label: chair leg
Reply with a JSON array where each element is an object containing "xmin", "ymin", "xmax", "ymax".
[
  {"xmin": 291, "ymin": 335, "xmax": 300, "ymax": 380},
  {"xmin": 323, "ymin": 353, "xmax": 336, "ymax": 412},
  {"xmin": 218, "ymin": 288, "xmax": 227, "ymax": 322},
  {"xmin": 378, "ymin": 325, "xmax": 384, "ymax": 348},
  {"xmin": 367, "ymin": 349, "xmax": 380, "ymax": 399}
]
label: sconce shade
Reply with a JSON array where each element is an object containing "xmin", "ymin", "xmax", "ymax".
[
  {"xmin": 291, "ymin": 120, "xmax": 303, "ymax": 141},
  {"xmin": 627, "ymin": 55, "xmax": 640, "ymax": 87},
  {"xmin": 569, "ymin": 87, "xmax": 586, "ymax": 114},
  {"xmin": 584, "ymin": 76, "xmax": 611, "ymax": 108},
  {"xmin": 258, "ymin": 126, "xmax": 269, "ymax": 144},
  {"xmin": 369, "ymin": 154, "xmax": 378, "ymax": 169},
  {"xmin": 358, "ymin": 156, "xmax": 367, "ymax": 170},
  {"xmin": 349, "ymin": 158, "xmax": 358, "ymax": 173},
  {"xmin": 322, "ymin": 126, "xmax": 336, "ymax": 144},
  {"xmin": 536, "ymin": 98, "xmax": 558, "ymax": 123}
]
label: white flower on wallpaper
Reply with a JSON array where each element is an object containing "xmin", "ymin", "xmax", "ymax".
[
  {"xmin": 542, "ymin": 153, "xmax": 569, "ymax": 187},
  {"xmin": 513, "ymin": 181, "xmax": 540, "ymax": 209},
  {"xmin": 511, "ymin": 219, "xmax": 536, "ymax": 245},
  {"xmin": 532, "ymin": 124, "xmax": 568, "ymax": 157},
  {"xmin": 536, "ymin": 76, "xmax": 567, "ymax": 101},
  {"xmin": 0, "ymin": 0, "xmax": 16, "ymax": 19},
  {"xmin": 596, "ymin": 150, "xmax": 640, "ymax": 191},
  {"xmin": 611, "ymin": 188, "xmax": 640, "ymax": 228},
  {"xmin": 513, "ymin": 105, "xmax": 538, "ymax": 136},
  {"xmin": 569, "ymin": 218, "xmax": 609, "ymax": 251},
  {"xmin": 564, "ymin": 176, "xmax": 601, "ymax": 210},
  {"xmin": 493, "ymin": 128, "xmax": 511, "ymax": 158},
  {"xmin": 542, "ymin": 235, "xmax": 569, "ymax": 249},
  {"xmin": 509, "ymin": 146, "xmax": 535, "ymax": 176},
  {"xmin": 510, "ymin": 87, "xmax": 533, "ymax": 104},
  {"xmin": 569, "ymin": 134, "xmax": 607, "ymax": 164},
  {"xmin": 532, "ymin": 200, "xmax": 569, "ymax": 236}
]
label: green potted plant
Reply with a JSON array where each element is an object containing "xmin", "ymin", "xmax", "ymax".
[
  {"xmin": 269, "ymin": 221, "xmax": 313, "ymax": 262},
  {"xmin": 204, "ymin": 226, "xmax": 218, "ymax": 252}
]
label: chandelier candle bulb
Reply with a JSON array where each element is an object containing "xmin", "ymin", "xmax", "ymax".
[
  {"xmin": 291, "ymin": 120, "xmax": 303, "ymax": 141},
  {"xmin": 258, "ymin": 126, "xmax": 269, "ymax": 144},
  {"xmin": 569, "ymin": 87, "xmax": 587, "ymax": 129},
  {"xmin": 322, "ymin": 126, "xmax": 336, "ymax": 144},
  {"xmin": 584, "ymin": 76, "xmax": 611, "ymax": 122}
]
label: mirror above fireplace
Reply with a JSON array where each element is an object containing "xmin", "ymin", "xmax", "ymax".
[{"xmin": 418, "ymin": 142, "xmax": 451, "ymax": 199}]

**Goal**. Reproduce the entire listing above line for line, with no changes.

**Exercise output**.
label: chair leg
Reply with a JSON array where each element is an object containing "xmin", "ymin", "xmax", "ymax".
[
  {"xmin": 291, "ymin": 335, "xmax": 300, "ymax": 380},
  {"xmin": 323, "ymin": 353, "xmax": 336, "ymax": 412},
  {"xmin": 218, "ymin": 288, "xmax": 227, "ymax": 322},
  {"xmin": 378, "ymin": 325, "xmax": 384, "ymax": 348},
  {"xmin": 367, "ymin": 349, "xmax": 380, "ymax": 399}
]
label: sconce shade
Reply with a JSON array where each element is an object containing "xmin", "ymin", "xmax", "ymax".
[
  {"xmin": 291, "ymin": 120, "xmax": 303, "ymax": 141},
  {"xmin": 627, "ymin": 55, "xmax": 640, "ymax": 87},
  {"xmin": 569, "ymin": 87, "xmax": 586, "ymax": 114},
  {"xmin": 584, "ymin": 76, "xmax": 611, "ymax": 108},
  {"xmin": 258, "ymin": 126, "xmax": 269, "ymax": 144},
  {"xmin": 369, "ymin": 154, "xmax": 378, "ymax": 169},
  {"xmin": 358, "ymin": 156, "xmax": 367, "ymax": 170},
  {"xmin": 349, "ymin": 158, "xmax": 358, "ymax": 173},
  {"xmin": 322, "ymin": 126, "xmax": 336, "ymax": 144},
  {"xmin": 536, "ymin": 98, "xmax": 558, "ymax": 123}
]
label: white flower on wallpaper
Reply with a JSON array where each element is an object containing "xmin", "ymin", "xmax", "ymax".
[
  {"xmin": 542, "ymin": 153, "xmax": 569, "ymax": 187},
  {"xmin": 513, "ymin": 181, "xmax": 540, "ymax": 209},
  {"xmin": 511, "ymin": 219, "xmax": 536, "ymax": 245},
  {"xmin": 532, "ymin": 124, "xmax": 568, "ymax": 157},
  {"xmin": 536, "ymin": 76, "xmax": 567, "ymax": 101},
  {"xmin": 0, "ymin": 0, "xmax": 16, "ymax": 19},
  {"xmin": 596, "ymin": 150, "xmax": 640, "ymax": 191},
  {"xmin": 611, "ymin": 188, "xmax": 640, "ymax": 228},
  {"xmin": 513, "ymin": 105, "xmax": 538, "ymax": 136},
  {"xmin": 569, "ymin": 218, "xmax": 609, "ymax": 251},
  {"xmin": 564, "ymin": 176, "xmax": 601, "ymax": 210},
  {"xmin": 493, "ymin": 128, "xmax": 511, "ymax": 158},
  {"xmin": 542, "ymin": 235, "xmax": 569, "ymax": 249},
  {"xmin": 509, "ymin": 146, "xmax": 535, "ymax": 176},
  {"xmin": 510, "ymin": 87, "xmax": 533, "ymax": 104},
  {"xmin": 569, "ymin": 134, "xmax": 607, "ymax": 164},
  {"xmin": 532, "ymin": 200, "xmax": 569, "ymax": 236}
]
label: green potted plant
Reply with a JSON array where each element is an object containing "xmin", "ymin", "xmax", "ymax".
[
  {"xmin": 269, "ymin": 221, "xmax": 313, "ymax": 262},
  {"xmin": 204, "ymin": 226, "xmax": 218, "ymax": 252}
]
label: chandelier candle bulb
Reply with a JSON array where each element is an object containing "xmin", "ymin", "xmax", "ymax".
[
  {"xmin": 291, "ymin": 120, "xmax": 303, "ymax": 141},
  {"xmin": 258, "ymin": 126, "xmax": 269, "ymax": 144},
  {"xmin": 569, "ymin": 87, "xmax": 587, "ymax": 129},
  {"xmin": 322, "ymin": 126, "xmax": 336, "ymax": 144},
  {"xmin": 584, "ymin": 76, "xmax": 611, "ymax": 122}
]
label: mirror above fireplace
Reply with a JSON array where each element is an object containing "xmin", "ymin", "xmax", "ymax".
[{"xmin": 418, "ymin": 142, "xmax": 451, "ymax": 199}]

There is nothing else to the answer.